** BEGIN Dataset entries **

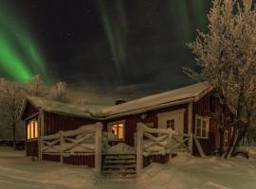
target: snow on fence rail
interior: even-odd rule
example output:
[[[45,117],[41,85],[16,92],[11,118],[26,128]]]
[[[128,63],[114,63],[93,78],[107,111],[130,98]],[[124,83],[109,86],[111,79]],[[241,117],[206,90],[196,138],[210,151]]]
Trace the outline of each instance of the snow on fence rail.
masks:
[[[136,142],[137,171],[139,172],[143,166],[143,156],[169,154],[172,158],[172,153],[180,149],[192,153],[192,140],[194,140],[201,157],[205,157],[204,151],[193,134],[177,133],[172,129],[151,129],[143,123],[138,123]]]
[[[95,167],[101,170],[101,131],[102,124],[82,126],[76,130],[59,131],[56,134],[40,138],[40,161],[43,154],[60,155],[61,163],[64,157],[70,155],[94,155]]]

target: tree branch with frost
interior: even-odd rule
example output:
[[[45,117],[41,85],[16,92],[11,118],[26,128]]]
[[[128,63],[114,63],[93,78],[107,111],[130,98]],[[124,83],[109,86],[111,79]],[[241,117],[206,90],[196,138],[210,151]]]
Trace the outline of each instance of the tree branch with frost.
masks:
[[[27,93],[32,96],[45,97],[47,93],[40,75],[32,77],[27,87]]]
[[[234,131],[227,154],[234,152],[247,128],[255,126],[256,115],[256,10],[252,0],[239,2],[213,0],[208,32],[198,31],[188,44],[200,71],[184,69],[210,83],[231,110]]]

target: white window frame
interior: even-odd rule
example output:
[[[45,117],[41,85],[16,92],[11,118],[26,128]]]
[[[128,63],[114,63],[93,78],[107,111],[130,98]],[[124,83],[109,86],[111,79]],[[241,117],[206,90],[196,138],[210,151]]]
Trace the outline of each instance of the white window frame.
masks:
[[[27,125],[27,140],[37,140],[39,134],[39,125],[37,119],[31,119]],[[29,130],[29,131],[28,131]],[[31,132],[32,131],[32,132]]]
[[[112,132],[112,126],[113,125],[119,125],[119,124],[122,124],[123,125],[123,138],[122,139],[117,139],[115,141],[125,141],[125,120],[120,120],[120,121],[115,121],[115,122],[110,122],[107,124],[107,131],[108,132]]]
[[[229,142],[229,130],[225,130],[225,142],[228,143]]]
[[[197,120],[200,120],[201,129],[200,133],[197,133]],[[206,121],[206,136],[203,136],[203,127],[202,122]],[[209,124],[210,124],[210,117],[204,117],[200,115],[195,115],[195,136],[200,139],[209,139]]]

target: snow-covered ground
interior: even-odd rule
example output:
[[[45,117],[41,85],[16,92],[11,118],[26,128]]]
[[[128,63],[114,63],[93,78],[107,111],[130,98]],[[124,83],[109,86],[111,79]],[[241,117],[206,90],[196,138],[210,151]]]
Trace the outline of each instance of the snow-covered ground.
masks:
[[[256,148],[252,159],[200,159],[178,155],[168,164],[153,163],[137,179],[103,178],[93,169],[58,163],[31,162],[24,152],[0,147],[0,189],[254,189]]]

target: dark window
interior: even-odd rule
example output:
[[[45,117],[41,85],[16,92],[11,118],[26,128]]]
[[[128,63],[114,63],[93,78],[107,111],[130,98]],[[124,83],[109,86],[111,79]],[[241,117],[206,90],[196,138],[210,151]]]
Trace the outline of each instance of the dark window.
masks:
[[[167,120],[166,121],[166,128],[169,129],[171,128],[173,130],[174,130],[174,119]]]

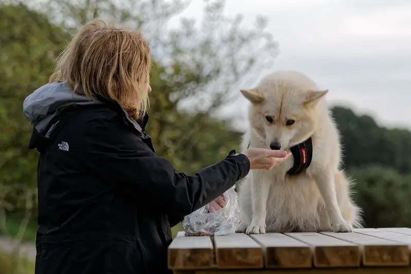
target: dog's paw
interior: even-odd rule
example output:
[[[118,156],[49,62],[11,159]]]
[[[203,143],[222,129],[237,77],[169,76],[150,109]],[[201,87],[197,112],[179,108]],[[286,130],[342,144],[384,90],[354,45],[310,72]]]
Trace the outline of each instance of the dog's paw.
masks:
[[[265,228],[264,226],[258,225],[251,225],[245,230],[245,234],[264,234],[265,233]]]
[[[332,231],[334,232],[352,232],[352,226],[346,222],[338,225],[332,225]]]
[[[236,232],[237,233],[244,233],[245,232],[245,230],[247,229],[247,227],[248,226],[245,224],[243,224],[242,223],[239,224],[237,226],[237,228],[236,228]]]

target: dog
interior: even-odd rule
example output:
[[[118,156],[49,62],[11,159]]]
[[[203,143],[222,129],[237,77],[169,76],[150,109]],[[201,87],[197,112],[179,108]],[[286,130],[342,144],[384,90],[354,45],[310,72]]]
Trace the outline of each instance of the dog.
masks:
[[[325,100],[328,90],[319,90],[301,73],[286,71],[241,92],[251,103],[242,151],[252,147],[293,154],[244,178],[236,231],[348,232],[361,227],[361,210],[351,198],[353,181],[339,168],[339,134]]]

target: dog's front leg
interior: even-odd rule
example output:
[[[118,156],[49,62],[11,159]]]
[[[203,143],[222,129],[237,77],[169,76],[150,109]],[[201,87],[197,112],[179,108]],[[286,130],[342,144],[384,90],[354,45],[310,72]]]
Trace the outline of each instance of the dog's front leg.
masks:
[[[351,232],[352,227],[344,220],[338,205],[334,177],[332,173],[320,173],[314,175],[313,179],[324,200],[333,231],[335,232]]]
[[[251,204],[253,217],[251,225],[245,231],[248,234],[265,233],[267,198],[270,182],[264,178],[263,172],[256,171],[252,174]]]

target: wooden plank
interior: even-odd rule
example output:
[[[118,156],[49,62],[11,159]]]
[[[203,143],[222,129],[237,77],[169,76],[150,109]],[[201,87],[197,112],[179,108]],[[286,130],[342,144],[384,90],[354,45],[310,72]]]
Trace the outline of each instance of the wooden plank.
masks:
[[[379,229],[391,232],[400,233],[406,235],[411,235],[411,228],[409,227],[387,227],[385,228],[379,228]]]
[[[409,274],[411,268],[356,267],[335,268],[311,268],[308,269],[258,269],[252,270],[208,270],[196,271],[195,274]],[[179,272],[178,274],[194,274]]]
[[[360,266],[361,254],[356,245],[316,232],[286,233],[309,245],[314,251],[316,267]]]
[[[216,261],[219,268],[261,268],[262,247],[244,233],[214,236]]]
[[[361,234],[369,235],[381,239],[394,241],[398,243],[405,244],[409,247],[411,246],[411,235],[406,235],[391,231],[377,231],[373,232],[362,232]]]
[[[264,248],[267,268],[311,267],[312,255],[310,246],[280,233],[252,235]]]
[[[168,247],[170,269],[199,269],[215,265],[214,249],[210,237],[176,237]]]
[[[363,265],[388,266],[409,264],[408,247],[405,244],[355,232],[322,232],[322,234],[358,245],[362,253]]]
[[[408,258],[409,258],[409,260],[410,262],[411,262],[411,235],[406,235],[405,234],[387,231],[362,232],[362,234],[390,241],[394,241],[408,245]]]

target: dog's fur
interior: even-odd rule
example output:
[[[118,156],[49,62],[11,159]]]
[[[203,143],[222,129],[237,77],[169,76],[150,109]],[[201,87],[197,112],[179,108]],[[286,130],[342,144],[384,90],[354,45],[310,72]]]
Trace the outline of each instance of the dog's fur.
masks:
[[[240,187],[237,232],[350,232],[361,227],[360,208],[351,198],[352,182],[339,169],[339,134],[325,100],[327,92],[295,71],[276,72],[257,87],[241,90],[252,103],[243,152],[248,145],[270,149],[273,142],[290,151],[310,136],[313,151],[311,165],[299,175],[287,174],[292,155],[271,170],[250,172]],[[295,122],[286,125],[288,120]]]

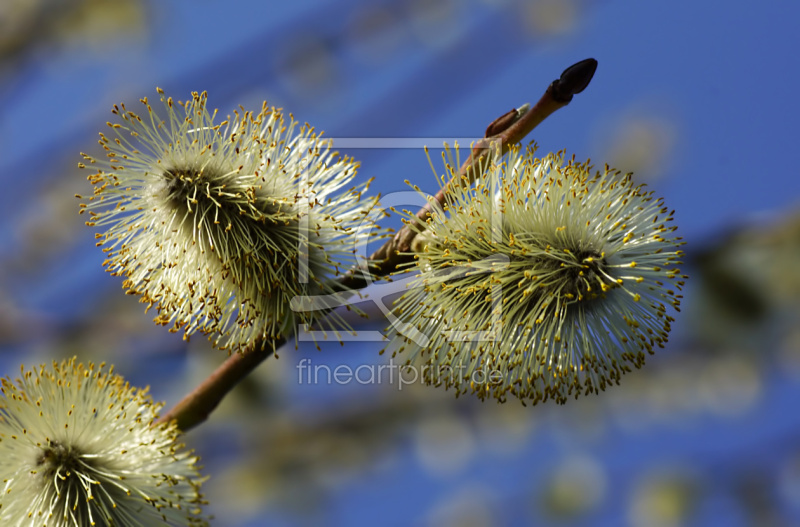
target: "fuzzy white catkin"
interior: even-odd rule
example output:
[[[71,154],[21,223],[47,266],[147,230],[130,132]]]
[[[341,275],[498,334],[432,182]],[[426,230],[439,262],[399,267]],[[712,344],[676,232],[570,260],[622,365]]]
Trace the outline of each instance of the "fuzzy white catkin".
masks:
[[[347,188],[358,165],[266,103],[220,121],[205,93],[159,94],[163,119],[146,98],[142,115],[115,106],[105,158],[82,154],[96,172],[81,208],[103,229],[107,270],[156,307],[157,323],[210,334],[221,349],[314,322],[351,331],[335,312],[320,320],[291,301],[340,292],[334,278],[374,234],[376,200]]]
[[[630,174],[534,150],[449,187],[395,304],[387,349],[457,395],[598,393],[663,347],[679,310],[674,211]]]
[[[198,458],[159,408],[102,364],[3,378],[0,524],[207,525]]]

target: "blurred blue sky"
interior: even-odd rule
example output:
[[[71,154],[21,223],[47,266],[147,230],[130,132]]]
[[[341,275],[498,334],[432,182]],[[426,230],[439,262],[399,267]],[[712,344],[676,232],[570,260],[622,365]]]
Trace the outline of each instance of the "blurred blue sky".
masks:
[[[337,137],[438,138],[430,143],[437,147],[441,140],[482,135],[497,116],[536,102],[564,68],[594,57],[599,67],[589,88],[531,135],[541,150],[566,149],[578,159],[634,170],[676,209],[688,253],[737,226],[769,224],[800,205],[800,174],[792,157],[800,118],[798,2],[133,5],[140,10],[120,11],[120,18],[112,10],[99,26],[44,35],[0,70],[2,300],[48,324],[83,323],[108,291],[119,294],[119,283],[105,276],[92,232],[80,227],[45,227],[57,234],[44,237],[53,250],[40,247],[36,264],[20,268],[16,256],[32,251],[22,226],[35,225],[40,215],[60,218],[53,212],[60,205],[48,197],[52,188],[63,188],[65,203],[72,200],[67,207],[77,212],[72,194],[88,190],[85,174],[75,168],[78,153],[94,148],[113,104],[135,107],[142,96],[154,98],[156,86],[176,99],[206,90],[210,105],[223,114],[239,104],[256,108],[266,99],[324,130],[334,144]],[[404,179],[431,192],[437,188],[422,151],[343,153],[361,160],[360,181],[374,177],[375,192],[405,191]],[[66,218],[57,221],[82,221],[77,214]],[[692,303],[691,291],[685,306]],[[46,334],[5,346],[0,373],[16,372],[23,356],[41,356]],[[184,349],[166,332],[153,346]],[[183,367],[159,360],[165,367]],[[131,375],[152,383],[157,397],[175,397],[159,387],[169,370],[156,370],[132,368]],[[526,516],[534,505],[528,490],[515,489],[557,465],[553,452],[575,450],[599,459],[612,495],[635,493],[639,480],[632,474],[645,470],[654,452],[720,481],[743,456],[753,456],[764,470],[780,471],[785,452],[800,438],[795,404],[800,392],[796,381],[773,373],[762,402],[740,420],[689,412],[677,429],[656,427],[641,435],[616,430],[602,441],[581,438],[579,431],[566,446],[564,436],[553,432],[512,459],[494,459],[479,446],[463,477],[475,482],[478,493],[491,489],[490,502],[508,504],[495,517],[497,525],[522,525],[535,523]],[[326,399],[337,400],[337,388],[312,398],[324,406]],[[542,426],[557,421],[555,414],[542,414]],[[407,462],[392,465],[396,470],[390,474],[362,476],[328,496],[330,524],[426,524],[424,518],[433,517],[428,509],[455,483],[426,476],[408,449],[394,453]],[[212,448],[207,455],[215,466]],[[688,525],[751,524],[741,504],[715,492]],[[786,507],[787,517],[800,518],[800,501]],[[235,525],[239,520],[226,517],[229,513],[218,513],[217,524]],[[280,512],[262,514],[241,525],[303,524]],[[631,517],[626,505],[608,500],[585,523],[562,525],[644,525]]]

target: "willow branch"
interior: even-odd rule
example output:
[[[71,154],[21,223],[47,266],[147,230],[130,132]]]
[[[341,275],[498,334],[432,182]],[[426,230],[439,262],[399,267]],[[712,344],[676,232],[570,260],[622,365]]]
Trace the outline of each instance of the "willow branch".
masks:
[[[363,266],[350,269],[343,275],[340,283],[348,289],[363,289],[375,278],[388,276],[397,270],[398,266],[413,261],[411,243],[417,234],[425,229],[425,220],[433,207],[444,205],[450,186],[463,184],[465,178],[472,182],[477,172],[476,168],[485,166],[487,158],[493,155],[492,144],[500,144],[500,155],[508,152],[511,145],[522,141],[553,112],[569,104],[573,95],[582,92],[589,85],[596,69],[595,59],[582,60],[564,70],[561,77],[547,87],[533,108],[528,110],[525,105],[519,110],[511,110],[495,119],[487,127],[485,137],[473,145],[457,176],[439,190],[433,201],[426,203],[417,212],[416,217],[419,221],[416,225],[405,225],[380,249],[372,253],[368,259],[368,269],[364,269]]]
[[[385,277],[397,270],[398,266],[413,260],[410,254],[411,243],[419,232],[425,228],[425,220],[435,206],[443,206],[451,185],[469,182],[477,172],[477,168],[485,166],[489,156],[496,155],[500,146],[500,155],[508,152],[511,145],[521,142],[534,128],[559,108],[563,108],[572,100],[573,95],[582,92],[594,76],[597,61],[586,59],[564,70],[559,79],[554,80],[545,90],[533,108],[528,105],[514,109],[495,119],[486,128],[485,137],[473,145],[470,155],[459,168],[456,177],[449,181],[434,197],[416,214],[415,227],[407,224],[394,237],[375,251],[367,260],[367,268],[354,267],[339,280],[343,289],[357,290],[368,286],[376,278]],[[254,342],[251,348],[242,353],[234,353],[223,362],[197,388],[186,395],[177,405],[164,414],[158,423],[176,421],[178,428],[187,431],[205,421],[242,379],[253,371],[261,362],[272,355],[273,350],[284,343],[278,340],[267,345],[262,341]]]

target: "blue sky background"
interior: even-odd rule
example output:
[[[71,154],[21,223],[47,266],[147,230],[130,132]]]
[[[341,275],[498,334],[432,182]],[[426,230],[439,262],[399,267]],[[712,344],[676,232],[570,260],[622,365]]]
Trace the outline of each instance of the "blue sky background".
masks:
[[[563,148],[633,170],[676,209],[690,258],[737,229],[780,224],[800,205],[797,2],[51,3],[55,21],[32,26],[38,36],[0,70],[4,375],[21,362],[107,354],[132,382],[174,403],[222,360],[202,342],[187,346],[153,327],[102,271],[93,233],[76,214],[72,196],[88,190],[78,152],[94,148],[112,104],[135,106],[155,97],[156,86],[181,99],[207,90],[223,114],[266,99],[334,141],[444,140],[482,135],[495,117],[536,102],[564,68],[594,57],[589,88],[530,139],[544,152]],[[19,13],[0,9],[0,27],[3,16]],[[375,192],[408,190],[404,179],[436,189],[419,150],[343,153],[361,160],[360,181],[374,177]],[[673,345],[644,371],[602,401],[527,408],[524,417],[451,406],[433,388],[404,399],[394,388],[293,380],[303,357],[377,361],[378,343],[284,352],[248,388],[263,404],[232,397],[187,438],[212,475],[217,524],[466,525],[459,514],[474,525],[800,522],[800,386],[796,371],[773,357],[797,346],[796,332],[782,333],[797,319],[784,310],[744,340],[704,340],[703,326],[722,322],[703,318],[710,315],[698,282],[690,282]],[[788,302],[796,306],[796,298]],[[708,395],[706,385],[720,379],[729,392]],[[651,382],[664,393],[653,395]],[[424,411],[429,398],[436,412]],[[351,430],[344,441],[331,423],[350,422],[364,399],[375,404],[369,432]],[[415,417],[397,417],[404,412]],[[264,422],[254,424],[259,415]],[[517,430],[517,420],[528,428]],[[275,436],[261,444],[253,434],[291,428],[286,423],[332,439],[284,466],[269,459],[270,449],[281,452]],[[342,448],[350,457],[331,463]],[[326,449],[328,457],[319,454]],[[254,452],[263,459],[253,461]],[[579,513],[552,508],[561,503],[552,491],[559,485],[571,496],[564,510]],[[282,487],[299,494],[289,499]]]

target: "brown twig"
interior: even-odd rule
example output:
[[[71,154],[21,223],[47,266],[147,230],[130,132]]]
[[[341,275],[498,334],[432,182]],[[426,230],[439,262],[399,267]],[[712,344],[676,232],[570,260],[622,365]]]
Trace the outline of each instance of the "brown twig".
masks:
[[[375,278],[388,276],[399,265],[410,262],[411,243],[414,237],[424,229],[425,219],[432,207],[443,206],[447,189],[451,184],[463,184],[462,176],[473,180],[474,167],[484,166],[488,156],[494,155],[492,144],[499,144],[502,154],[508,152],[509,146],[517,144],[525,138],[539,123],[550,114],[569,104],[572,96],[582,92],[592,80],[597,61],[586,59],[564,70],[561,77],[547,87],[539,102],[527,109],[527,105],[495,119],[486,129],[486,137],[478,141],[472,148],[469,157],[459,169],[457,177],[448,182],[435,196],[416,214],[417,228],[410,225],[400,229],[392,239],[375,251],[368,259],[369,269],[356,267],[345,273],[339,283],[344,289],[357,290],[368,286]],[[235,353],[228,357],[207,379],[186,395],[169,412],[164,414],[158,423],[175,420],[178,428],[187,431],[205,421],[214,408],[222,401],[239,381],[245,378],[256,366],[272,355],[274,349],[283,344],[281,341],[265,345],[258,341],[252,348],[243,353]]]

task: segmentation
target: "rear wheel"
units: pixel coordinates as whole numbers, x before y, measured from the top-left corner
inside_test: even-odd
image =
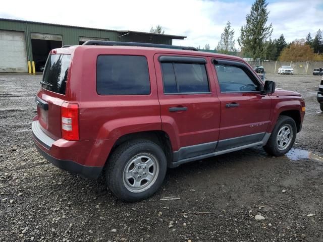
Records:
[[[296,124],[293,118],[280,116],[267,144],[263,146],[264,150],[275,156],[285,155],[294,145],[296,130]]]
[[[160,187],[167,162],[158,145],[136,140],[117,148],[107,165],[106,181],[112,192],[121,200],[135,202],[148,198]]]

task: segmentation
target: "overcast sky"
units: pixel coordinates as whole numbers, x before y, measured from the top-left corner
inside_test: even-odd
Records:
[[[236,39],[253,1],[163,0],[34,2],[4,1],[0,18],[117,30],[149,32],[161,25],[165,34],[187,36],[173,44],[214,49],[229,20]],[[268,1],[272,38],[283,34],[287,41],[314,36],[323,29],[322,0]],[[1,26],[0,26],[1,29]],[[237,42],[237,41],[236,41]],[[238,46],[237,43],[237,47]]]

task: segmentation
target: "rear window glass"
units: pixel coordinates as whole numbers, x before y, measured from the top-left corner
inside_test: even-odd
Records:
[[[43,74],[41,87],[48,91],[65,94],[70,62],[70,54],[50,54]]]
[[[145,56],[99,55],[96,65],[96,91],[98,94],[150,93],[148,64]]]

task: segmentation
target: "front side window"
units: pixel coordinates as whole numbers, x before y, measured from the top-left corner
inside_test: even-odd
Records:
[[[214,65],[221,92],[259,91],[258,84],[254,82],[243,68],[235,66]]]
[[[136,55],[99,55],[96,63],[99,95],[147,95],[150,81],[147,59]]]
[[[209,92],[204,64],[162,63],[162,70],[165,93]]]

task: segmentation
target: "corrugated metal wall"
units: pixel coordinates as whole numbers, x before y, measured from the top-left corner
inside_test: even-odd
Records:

** END Dataset entries **

Return every line of the data above that contains the string "twig". Case counts.

target: "brown twig"
Trace the outline of each instance of the "brown twig".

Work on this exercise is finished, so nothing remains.